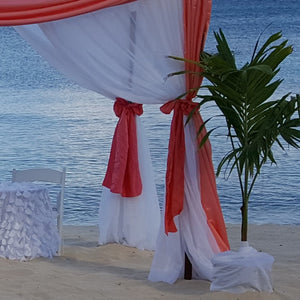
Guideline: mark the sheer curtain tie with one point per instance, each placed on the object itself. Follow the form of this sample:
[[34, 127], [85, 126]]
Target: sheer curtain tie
[[123, 174]]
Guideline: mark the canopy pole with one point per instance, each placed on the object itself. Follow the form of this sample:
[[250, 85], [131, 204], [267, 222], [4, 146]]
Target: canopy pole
[[188, 268]]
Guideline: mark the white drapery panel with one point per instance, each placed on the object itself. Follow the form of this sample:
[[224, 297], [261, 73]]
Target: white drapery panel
-------------------------
## ÉNONCÉ
Reprenez intégralement tout ce qui va de la ligne contenant "Guideline: mark the canopy" jusqu'à la fin des entrées, en déplaçant de 118 chaque coordonnée des points qui figurent dans les réponses.

## RÉSULTAT PRODUIT
Guideline: mark the canopy pole with one point per instance, each placed on the object itself. Follow the form of this sample:
[[250, 85], [131, 204], [267, 222], [4, 146]]
Target: canopy pole
[[306, 386]]
Guideline: mark the white drapery panel with one point per instance, each placed on the object itself. Follow the form of this sample:
[[224, 297], [261, 73]]
Target: white drapery panel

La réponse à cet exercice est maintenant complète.